# EXERCISE REQUIREMENTS
Find the line containing "negative clicks: (1469, 1181) (1391, 1153)" in the entries below. Restate it and each line after it, word for word, up to and including the line containing "1148L927 1118L889 1105L860".

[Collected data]
------------------------------------------------------------

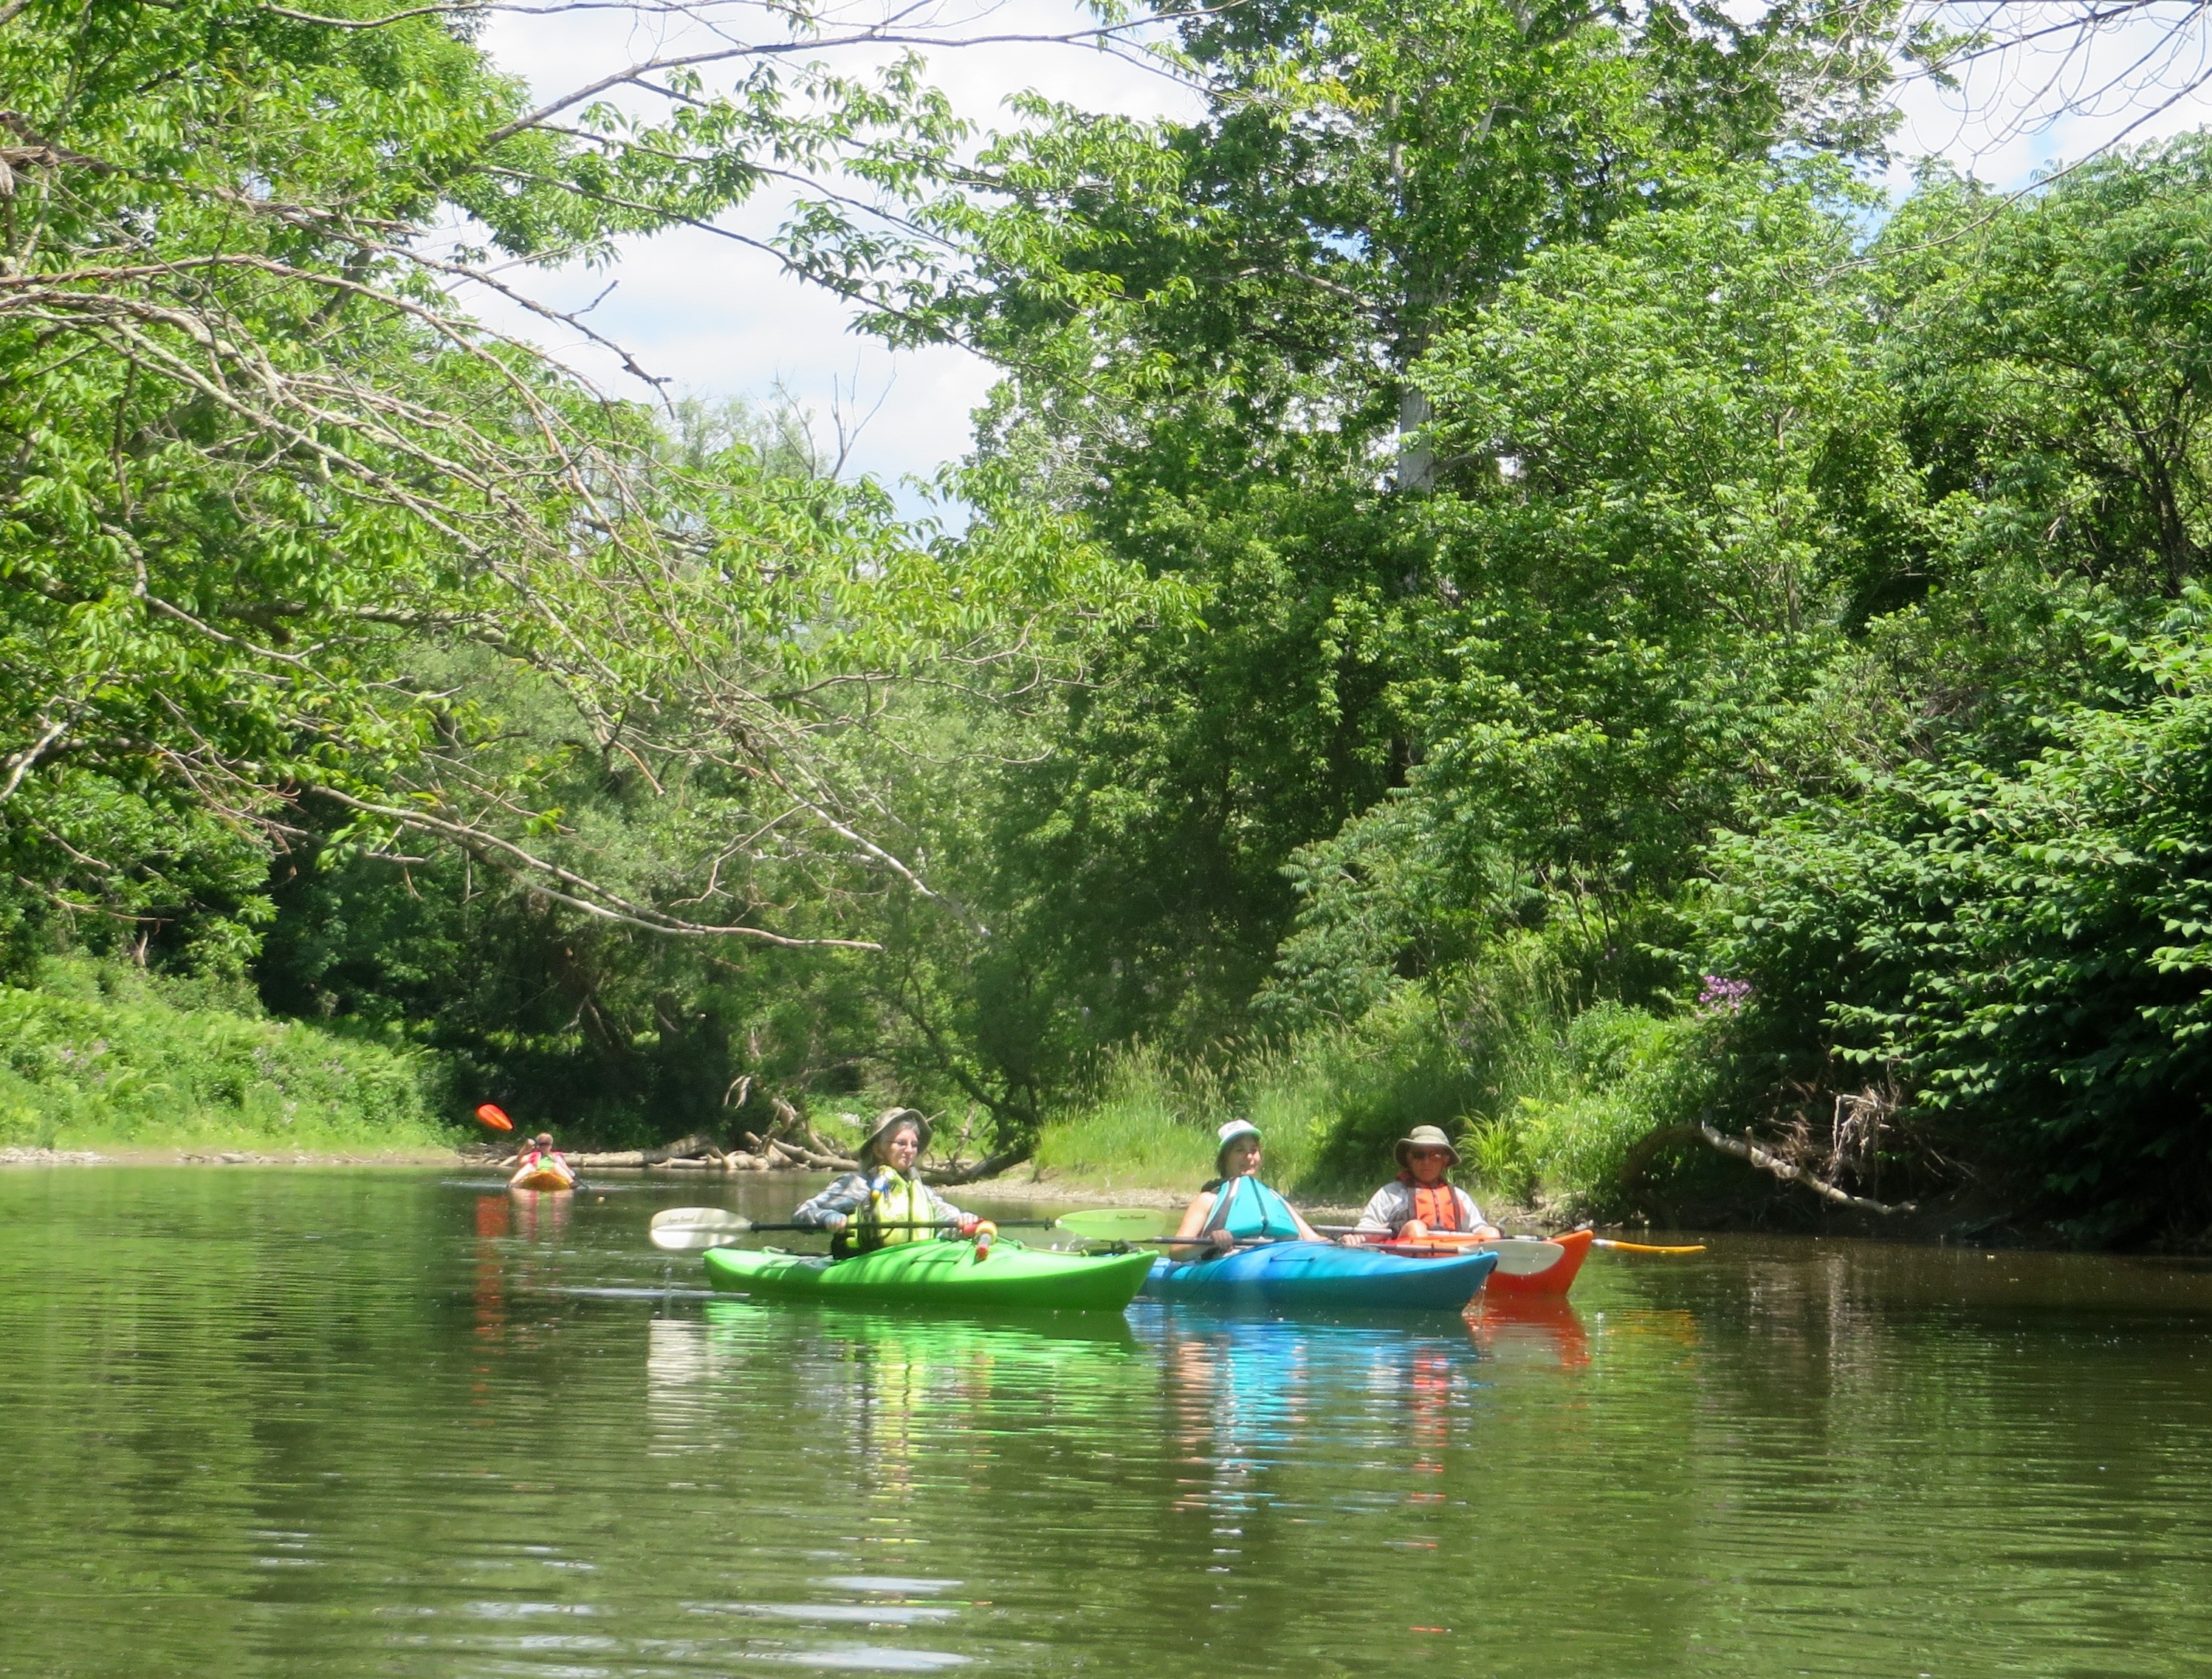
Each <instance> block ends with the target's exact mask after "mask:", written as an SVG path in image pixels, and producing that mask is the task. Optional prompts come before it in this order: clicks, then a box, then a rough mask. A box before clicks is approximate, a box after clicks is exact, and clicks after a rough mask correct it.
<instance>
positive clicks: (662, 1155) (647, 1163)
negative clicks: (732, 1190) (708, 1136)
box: [639, 1130, 721, 1166]
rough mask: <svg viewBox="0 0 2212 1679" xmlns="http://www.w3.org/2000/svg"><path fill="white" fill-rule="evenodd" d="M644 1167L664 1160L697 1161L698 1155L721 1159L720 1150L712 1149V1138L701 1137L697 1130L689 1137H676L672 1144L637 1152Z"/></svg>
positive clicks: (660, 1162)
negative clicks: (685, 1159)
mask: <svg viewBox="0 0 2212 1679" xmlns="http://www.w3.org/2000/svg"><path fill="white" fill-rule="evenodd" d="M639 1153H641V1155H644V1159H646V1166H659V1164H661V1161H666V1159H697V1157H699V1155H712V1157H714V1159H721V1150H719V1148H714V1139H712V1137H701V1135H699V1133H697V1130H695V1133H692V1135H690V1137H677V1139H675V1141H672V1144H661V1146H659V1148H644V1150H639Z"/></svg>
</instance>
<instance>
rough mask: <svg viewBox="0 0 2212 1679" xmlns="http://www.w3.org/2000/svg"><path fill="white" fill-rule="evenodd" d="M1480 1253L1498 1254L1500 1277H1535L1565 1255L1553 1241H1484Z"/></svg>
mask: <svg viewBox="0 0 2212 1679" xmlns="http://www.w3.org/2000/svg"><path fill="white" fill-rule="evenodd" d="M1482 1252H1486V1254H1498V1274H1500V1276H1537V1274H1540V1272H1548V1270H1551V1268H1553V1265H1557V1263H1559V1259H1562V1256H1564V1254H1566V1250H1564V1248H1562V1245H1559V1243H1555V1241H1486V1243H1482Z"/></svg>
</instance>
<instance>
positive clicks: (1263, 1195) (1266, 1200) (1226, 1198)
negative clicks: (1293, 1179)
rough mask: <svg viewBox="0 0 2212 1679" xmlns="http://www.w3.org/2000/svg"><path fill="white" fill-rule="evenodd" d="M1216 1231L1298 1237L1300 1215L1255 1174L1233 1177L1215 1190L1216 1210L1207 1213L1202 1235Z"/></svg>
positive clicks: (1249, 1234)
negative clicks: (1227, 1230)
mask: <svg viewBox="0 0 2212 1679" xmlns="http://www.w3.org/2000/svg"><path fill="white" fill-rule="evenodd" d="M1214 1230H1228V1232H1230V1234H1232V1237H1279V1239H1281V1237H1296V1234H1298V1214H1294V1212H1292V1210H1290V1201H1285V1199H1283V1197H1281V1195H1276V1192H1274V1190H1270V1188H1267V1186H1265V1183H1261V1181H1259V1179H1256V1177H1232V1179H1228V1181H1223V1186H1221V1188H1219V1190H1214V1210H1212V1212H1208V1214H1206V1228H1203V1230H1201V1232H1199V1234H1201V1237H1203V1234H1212V1232H1214Z"/></svg>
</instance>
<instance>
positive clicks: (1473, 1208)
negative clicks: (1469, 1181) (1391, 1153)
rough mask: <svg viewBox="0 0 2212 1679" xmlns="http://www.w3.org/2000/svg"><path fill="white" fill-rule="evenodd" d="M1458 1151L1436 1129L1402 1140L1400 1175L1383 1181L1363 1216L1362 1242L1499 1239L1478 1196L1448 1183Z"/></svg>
mask: <svg viewBox="0 0 2212 1679" xmlns="http://www.w3.org/2000/svg"><path fill="white" fill-rule="evenodd" d="M1458 1164H1460V1150H1458V1148H1453V1146H1451V1137H1447V1135H1444V1133H1442V1130H1438V1128H1436V1126H1413V1130H1411V1133H1407V1135H1405V1137H1400V1139H1398V1177H1394V1179H1391V1181H1389V1183H1385V1186H1383V1188H1380V1190H1376V1192H1374V1197H1371V1199H1369V1201H1367V1206H1365V1210H1363V1212H1360V1223H1358V1230H1356V1234H1358V1237H1360V1239H1363V1241H1391V1239H1398V1241H1420V1239H1422V1237H1438V1234H1462V1237H1495V1234H1498V1226H1493V1223H1489V1221H1486V1219H1484V1217H1482V1208H1478V1206H1475V1197H1471V1195H1469V1192H1467V1190H1462V1188H1458V1186H1455V1183H1449V1181H1447V1177H1444V1175H1447V1172H1449V1170H1451V1168H1453V1166H1458Z"/></svg>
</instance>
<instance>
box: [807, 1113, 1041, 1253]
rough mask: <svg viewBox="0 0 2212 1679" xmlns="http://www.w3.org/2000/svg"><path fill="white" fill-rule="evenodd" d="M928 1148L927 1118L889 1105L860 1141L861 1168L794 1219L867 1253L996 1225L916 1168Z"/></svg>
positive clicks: (850, 1175)
mask: <svg viewBox="0 0 2212 1679" xmlns="http://www.w3.org/2000/svg"><path fill="white" fill-rule="evenodd" d="M925 1148H929V1122H927V1119H922V1115H918V1113H916V1110H914V1108H891V1110H889V1113H885V1115H883V1119H878V1122H876V1128H874V1130H872V1133H869V1135H867V1141H863V1144H860V1170H856V1172H845V1175H843V1177H841V1179H836V1181H834V1183H832V1186H830V1188H827V1190H823V1192H821V1195H816V1197H814V1199H812V1201H807V1203H805V1206H801V1208H799V1210H796V1212H794V1214H792V1223H799V1226H807V1228H810V1230H827V1232H830V1234H832V1237H834V1245H832V1252H836V1254H843V1252H847V1250H852V1248H858V1250H860V1252H863V1254H865V1252H872V1250H876V1248H889V1245H894V1243H900V1241H931V1239H936V1234H938V1232H958V1234H962V1237H978V1234H980V1237H982V1239H984V1241H989V1239H991V1237H995V1234H998V1226H995V1223H991V1221H989V1219H978V1217H975V1214H973V1212H962V1210H960V1208H956V1206H953V1203H951V1201H947V1199H945V1197H942V1195H938V1192H936V1190H933V1188H929V1186H927V1183H922V1179H920V1175H918V1172H916V1161H920V1157H922V1150H925Z"/></svg>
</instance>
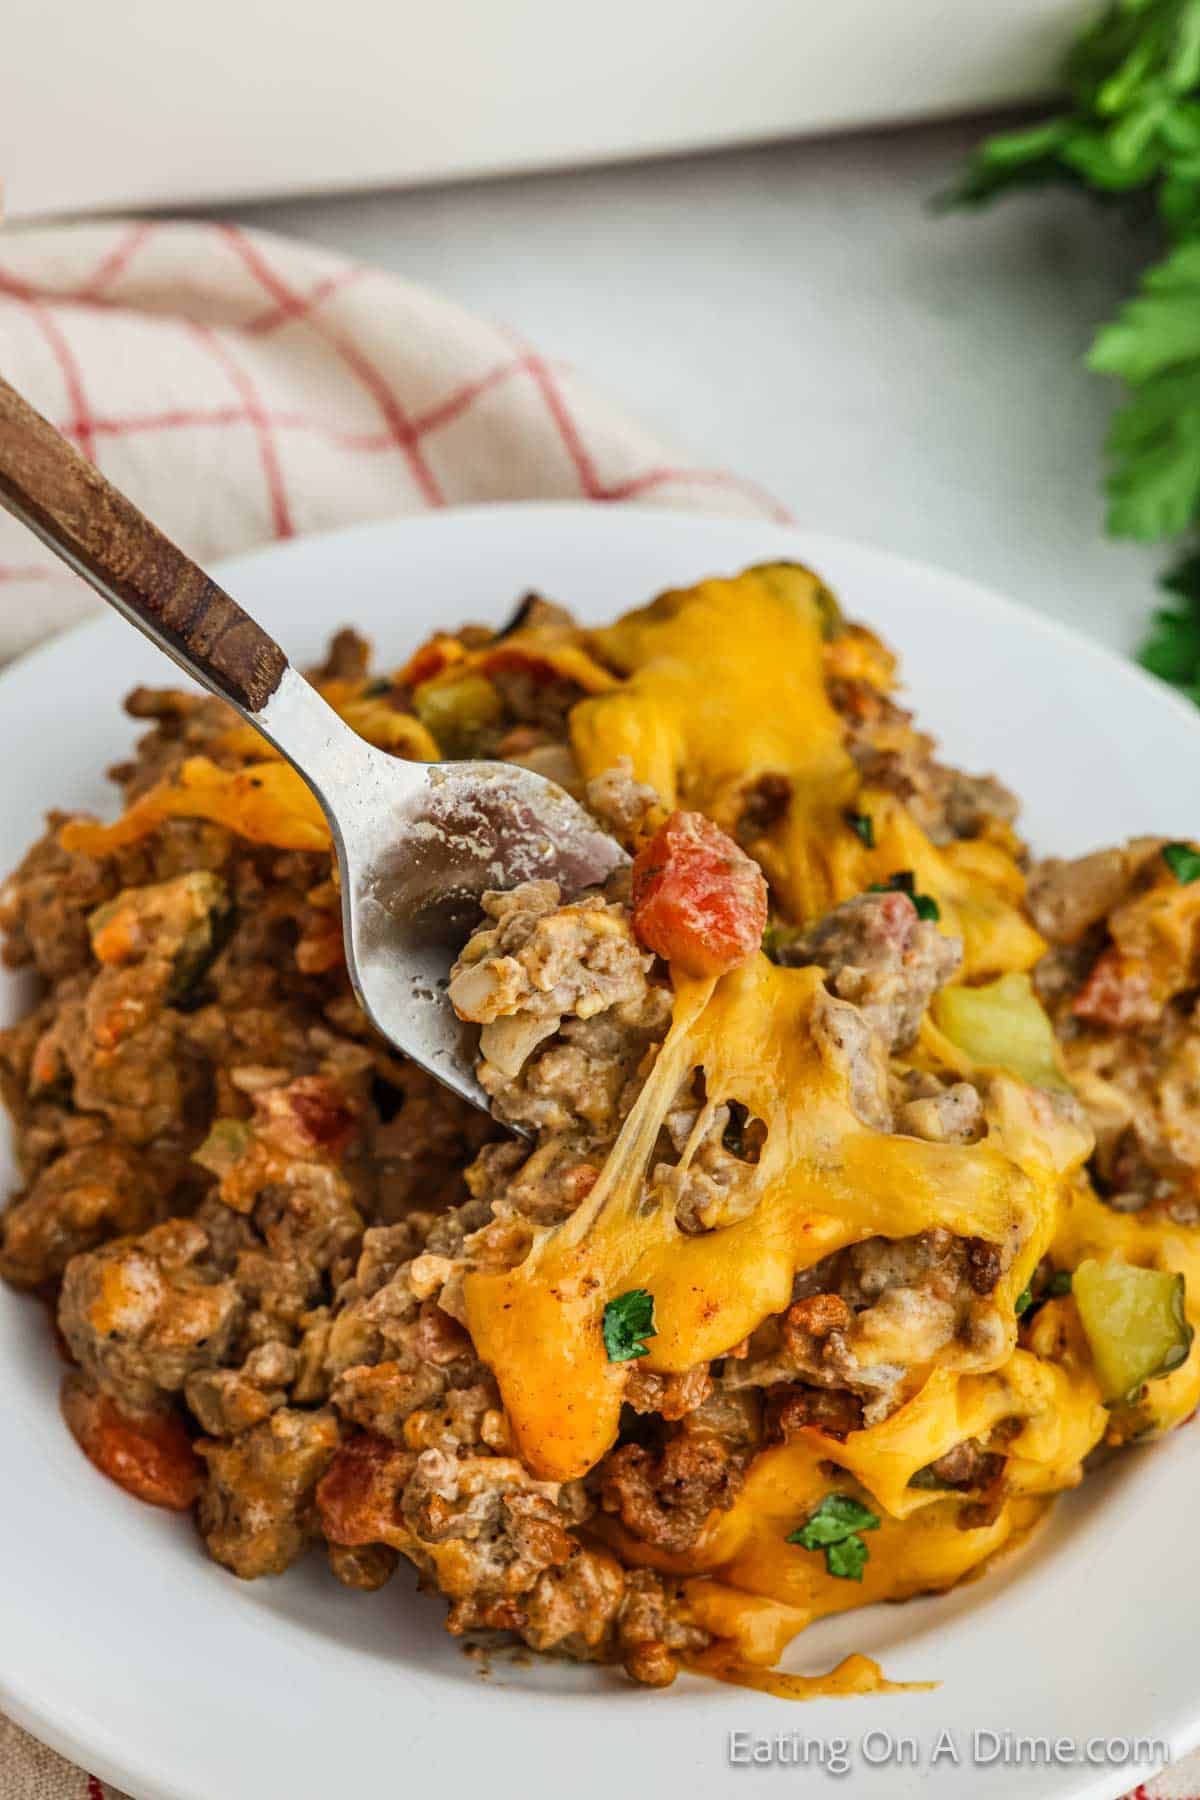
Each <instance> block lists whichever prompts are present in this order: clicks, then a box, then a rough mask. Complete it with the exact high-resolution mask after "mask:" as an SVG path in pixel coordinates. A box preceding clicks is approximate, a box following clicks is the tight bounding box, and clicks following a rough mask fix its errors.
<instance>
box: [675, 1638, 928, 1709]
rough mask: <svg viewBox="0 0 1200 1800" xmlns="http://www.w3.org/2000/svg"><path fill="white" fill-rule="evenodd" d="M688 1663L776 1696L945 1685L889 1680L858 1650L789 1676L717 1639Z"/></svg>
mask: <svg viewBox="0 0 1200 1800" xmlns="http://www.w3.org/2000/svg"><path fill="white" fill-rule="evenodd" d="M687 1667H689V1669H691V1670H693V1672H694V1674H698V1676H711V1679H712V1681H727V1683H729V1685H730V1687H747V1688H754V1690H756V1692H757V1694H774V1696H775V1699H849V1696H853V1694H919V1692H925V1690H928V1688H936V1687H941V1683H939V1681H889V1679H887V1676H885V1674H883V1670H882V1669H880V1665H878V1663H876V1661H874V1658H873V1656H858V1654H855V1656H844V1658H842V1661H840V1663H838V1665H837V1667H835V1669H829V1670H826V1674H822V1676H788V1674H783V1672H781V1670H779V1669H757V1667H756V1665H754V1663H743V1661H741V1660H739V1658H738V1656H736V1654H732V1652H730V1651H729V1649H725V1647H723V1645H720V1643H714V1645H712V1649H711V1651H702V1652H700V1656H693V1658H691V1661H689V1663H687Z"/></svg>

------------------------------------------------------------

# RESPONSE TO THE EXERCISE
negative clicks: (1469, 1181) (1391, 1153)
rough mask: <svg viewBox="0 0 2212 1679" xmlns="http://www.w3.org/2000/svg"><path fill="white" fill-rule="evenodd" d="M1458 1151L1436 1129L1402 1140L1400 1175L1383 1181L1363 1216L1362 1242L1499 1239L1478 1196L1448 1183Z"/></svg>
mask: <svg viewBox="0 0 2212 1679" xmlns="http://www.w3.org/2000/svg"><path fill="white" fill-rule="evenodd" d="M1458 1164H1460V1150H1458V1148H1453V1146H1451V1137H1447V1135H1444V1133H1442V1130H1438V1128H1436V1126H1413V1130H1411V1133H1407V1135H1405V1137H1400V1139H1398V1177H1394V1179H1391V1181H1389V1183H1385V1186H1383V1188H1380V1190H1376V1192H1374V1197H1371V1199H1369V1201H1367V1206H1365V1210H1363V1212H1360V1223H1358V1230H1356V1234H1358V1237H1360V1239H1363V1241H1391V1239H1398V1241H1420V1239H1422V1237H1438V1234H1462V1237H1495V1234H1498V1226H1493V1223H1489V1221H1486V1219H1484V1217H1482V1208H1478V1206H1475V1197H1471V1195H1469V1192H1467V1190H1462V1188H1458V1186H1455V1183H1449V1181H1447V1177H1444V1175H1447V1172H1449V1170H1451V1168H1453V1166H1458Z"/></svg>
</instance>
<instance>
box: [807, 1113, 1041, 1253]
rough mask: <svg viewBox="0 0 2212 1679" xmlns="http://www.w3.org/2000/svg"><path fill="white" fill-rule="evenodd" d="M928 1148L927 1118L889 1105L860 1141L861 1168L794 1219L867 1253L996 1225L916 1168Z"/></svg>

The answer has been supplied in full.